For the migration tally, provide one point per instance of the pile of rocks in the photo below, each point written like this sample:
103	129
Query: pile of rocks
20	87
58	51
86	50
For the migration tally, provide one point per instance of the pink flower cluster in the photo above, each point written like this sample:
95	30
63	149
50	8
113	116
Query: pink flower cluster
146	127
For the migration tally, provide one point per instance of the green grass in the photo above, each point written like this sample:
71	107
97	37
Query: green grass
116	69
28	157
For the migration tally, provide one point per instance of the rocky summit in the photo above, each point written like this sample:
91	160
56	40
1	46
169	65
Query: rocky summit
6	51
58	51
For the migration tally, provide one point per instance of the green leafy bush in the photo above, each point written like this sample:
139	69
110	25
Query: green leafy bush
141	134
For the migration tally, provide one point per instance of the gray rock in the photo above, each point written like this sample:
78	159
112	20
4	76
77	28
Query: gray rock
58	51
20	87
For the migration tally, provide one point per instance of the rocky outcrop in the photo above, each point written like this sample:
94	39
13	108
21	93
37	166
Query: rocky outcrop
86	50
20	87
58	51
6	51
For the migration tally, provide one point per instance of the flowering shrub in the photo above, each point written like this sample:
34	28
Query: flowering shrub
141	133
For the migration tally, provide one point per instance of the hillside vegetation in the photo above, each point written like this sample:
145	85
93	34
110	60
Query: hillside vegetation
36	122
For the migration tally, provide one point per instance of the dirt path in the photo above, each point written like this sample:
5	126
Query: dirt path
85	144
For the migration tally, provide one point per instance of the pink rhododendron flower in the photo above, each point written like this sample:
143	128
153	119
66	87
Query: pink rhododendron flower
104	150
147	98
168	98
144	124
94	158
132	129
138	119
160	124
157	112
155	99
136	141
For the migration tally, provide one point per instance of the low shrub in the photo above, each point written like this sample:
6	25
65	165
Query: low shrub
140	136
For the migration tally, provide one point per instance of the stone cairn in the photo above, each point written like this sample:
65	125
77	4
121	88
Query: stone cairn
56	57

What you are asked to do>
From the records above, extract everything verbatim.

Response to this exercise>
For the migration tally, provide one point per instance of the pile of rocks in the photo below, each point written like this sample:
103	129
Query: pile of rocks
20	87
58	51
86	50
For the migration tally, provide one point per instance of the pink flower cluster in the photo above, each point written like this sample:
95	30
63	149
50	8
113	116
Query: pink flower cluster
146	127
For the migration tally, provide one point per instance of the green grass in the photo above, each point written like this sample:
71	107
97	37
Query: green grass
116	69
28	157
For the migration tally, provide one point per instance of the rocky summit in the photo above, each point written like this sample:
91	160
56	40
1	46
169	65
Query: rocky summit
6	51
58	51
For the migration tally, provide one point per instance of the green leafy bush in the photo above, each point written like this sample:
139	69
110	25
Query: green leafy bush
141	134
For the migration tally, provide one point per instance of the gray rock in the photo above, each point written like this sample:
78	159
112	20
4	76
77	28
Query: gray rock
58	51
20	87
For the migration tally, provide one point per instance of the rocky outcrop in the photo above, each point written like this sample:
94	39
13	108
21	93
37	166
Query: rocky outcrop
86	50
20	87
58	51
6	51
For the migration tally, provide one point per instance of the flowering shrub in the photo above, each point written like this sample:
34	28
Query: flowering shrub
141	133
For the migration tally, provide one point per instance of the hillside vegetation in the photo above, each point written like this sample:
145	85
93	34
110	60
Query: hillside vegetation
36	122
For the migration tally, provide one point per instance of the dirt path in the photo above, each point written like this sample:
5	126
Query: dirt path
85	144
For the migration tally, provide one point per instance of the pink rhododendron flower in the photo above, each point written like this sample:
143	128
153	119
66	87
Query: pink rhododendron flower
104	150
147	98
168	98
144	124
94	158
132	129
138	119
160	124
157	112
155	99
136	141
For the migration tally, provide one point per instance of the low shrub in the photo above, each point written like this sample:
6	25
65	165
Query: low shrub
140	136
For the migration tally, provide one point per instance of the stone cairn in the photo above, each point written like this sample:
65	125
77	4
121	88
Query: stone cairn
56	57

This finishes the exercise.